## Problems and tasks
- 1) In the passage on vehicle curvature and articulation angle, what may the controller 402 receive from a GPS sensor of the vehicle 10?
- 2) Write the next part of the passage on vehicle curvature and articulation angle, picking up after its final sentence.
— begin Document extract —
The process 800 includes obtaining partial curvature data corresponding to partial curvatures of at least one of a front portion of a vehicle or a rear portion of a vehicle (step 802), according to some embodiments. In some embodiments, the partial curvature data relates to actual partial curvatures of the vehicle (e.g., a path of a first portion of the vehicle, a turn of a first portion of the vehicle, etc.). In some embodiments, step 802 is performed by the controller 402 by obtaining an actual front frame curvature C_F of the front frame portion 14 or an actual rear frame curvature C_R of the rear frame portion 16 of the vehicle 10. For example, the controller 402 may receive a GNSS curvature (e.g., positional data, GNSS coordinate data, etc.) corresponding to the actual front frame curvature C_F of the front frame portion 14 or the actual rear frame curvature C_R of the rear frame portion 16 from a GPS sensor of the vehicle 10 configured to move the with front frame portion 14 or the rear frame portion 16 respectively. In other embodiments, step 802 is performed by the controller 402 by receiving sensor data associated with the vehicle 10 and determining the partial curvature data corresponding to the front frame curvature C_F of the front frame portion 14 or the rear frame curvature C_R of the rear frame portion 16.

The process 800 includes determining an articulation angle between the front portion and the rear portion (step 804), according to some embodiments. In some embodiments, the articulation angle may be determined based on the partial curvature data obtained during step 804. For example, the articulation angle may be determined using the partial curvature data and static data associated with the front portion and the rear portion of the vehicle (e.g., lengths of the first portion and the second portion of the vehicle, drivetrain attributes of the first portion and the second portion of the vehicle, etc.). In some embodiments, step 804 is performed by the controller 402 to determine the articulation angle γ between the front frame portion 14 and the rear frame portion 16 of the vehicle 10 based on the partial curvature data corresponding to the front frame curvature C_F of the front frame portion 14 or the rear frame curvature C_R of the rear frame portion 16.
— end Document extract —
— begin Supplied information —
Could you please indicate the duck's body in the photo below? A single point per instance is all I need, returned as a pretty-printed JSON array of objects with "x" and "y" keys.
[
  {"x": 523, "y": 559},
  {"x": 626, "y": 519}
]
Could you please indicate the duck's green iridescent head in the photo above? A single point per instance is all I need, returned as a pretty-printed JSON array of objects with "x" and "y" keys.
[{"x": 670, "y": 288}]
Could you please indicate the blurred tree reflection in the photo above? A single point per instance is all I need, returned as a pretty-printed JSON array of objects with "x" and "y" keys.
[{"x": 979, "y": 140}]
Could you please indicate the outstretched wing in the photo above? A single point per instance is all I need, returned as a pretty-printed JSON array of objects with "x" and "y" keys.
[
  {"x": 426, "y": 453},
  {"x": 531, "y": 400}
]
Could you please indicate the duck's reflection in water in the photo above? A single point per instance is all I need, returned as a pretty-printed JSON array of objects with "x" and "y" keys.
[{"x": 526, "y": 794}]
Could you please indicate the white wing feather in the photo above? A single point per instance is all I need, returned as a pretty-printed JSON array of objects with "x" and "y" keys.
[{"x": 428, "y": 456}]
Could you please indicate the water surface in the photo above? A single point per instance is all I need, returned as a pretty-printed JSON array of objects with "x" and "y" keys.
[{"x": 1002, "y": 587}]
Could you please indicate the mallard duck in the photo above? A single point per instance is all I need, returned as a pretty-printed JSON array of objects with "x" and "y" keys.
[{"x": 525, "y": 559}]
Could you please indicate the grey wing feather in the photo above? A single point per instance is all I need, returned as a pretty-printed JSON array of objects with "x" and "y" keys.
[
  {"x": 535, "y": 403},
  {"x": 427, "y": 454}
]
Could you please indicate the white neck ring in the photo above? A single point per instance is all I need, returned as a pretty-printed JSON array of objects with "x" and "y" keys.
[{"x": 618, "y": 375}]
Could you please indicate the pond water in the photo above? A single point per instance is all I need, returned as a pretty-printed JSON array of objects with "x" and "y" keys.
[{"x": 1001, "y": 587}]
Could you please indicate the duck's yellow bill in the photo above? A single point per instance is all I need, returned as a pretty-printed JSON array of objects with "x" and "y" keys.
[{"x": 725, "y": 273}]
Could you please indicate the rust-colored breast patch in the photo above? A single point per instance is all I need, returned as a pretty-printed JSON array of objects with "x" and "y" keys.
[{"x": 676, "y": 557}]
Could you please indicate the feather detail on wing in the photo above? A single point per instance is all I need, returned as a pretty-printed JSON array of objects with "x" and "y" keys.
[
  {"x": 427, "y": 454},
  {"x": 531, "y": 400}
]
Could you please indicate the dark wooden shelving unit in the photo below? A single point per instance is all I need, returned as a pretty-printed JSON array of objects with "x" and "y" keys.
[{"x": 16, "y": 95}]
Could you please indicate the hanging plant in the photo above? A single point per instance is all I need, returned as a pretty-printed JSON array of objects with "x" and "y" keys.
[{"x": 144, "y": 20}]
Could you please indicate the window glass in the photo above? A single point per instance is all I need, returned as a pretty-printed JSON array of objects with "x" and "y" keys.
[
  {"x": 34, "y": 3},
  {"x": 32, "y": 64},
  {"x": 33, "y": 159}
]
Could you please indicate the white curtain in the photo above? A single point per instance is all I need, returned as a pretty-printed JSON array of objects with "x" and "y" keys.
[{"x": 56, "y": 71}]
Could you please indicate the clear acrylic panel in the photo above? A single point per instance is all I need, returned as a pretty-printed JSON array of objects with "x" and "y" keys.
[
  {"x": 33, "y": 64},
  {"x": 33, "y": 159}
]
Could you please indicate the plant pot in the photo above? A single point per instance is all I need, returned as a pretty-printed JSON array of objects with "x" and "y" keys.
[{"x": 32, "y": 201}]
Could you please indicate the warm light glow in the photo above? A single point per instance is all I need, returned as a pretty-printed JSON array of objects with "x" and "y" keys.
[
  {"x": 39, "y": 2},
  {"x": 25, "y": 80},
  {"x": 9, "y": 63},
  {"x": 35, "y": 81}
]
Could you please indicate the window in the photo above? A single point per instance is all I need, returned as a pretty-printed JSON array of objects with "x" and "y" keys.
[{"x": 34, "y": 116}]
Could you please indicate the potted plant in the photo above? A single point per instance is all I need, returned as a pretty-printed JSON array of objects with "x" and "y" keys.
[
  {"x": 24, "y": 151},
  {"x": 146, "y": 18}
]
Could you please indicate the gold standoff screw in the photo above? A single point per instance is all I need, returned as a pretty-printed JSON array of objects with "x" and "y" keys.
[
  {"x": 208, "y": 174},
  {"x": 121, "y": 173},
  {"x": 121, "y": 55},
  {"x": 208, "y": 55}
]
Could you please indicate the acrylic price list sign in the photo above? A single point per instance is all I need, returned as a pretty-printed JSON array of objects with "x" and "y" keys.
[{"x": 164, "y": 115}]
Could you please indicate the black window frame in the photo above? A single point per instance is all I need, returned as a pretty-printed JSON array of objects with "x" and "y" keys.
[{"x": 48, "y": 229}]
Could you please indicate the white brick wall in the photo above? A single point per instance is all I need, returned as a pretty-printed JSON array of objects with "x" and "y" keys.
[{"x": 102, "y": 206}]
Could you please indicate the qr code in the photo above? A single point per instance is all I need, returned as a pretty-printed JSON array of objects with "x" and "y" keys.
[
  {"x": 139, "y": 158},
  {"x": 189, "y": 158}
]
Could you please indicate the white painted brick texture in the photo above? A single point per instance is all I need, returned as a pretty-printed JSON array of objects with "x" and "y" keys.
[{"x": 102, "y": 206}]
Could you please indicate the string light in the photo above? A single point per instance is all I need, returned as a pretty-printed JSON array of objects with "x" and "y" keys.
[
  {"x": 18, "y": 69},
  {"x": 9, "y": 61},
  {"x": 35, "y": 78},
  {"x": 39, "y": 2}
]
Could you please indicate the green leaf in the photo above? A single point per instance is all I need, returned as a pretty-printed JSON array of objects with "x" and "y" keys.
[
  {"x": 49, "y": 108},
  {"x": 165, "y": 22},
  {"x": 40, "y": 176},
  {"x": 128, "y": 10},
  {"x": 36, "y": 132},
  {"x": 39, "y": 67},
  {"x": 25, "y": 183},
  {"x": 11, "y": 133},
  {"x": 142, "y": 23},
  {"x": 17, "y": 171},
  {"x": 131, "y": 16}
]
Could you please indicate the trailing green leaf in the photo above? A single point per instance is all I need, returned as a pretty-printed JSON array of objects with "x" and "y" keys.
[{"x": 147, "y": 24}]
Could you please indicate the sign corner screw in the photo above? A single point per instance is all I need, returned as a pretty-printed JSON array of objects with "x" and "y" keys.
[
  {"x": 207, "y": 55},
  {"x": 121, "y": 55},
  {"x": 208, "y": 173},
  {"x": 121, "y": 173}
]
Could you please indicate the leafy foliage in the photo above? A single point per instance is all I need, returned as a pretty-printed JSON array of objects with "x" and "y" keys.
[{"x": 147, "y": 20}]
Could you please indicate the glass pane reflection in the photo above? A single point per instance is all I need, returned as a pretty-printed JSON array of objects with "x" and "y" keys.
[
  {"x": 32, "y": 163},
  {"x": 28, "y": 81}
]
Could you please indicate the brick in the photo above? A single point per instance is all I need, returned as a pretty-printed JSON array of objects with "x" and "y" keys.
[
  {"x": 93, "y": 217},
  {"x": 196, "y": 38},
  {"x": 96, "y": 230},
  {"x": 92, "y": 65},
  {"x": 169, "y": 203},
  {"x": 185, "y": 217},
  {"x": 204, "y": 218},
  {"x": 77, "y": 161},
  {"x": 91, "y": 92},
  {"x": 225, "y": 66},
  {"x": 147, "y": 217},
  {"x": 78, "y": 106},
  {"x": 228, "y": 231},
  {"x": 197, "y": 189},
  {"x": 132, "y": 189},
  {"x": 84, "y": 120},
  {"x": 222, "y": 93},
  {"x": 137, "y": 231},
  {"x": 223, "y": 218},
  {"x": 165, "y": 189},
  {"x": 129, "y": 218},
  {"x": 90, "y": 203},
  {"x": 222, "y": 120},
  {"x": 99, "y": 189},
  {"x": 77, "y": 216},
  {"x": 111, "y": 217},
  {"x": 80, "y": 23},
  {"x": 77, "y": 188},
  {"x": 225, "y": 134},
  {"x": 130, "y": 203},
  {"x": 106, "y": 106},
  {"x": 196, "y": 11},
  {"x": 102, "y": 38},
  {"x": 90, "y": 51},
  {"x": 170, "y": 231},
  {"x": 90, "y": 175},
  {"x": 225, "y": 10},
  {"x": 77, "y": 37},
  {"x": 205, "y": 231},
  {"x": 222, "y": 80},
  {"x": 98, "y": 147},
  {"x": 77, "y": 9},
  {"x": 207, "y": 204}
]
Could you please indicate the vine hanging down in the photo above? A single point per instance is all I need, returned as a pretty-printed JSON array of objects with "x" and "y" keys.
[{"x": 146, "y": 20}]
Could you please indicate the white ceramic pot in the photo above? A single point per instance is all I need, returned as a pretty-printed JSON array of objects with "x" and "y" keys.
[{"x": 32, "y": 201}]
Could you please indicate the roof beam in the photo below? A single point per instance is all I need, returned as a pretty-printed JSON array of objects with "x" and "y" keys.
— end Supplied information —
## Response list
- 1) A GNSS curvature corresponding to the actual front frame curvature C_F of the front frame portion 14 or the actual rear frame curvature C_R of the rear frame portion 16.

- 2)
The process 800 includes determining curvature data corresponding to curvatures of the vehicle (step 806), according to some embodiments. In some embodiments, the curvature data may be determined based on the articulation angle determined in step 804. In some embodiment, the curvature data corresponds to the curvatures of an entirety of the vehicle (e.g., all of the vehicle, overall curvatures of the vehicle, etc.). For example, the curvature data may correspond to curvatures that are a composite of a first curvature of the first portion of the vehicle and a second curvature of the second portion of the vehicle. In some embodiments, step 806 is performed by the controller 402 to determine curvature data corresponding to the combined curvature C_C of the vehicle 10 based on the articulation angle γ between the front frame portion 14 and the rear frame portion 16. As a result, the controller 402 may determine the curvature data that corresponds to an entirety of the vehicle 10 which may be utilized to more accurately operate the vehicle 10. For example, when the vehicle 10 is operated according to the curvature that corresponds to the entirety of the vehicle 10, the vehicle 10 may be operated based on curvatures that the vehicle 10 will follow instead of front curvatures followed by the front frame portion 14 or rear curvatures followed by the rear frame portion 16 which may be different from the curvatures that the vehicle 10 will follow.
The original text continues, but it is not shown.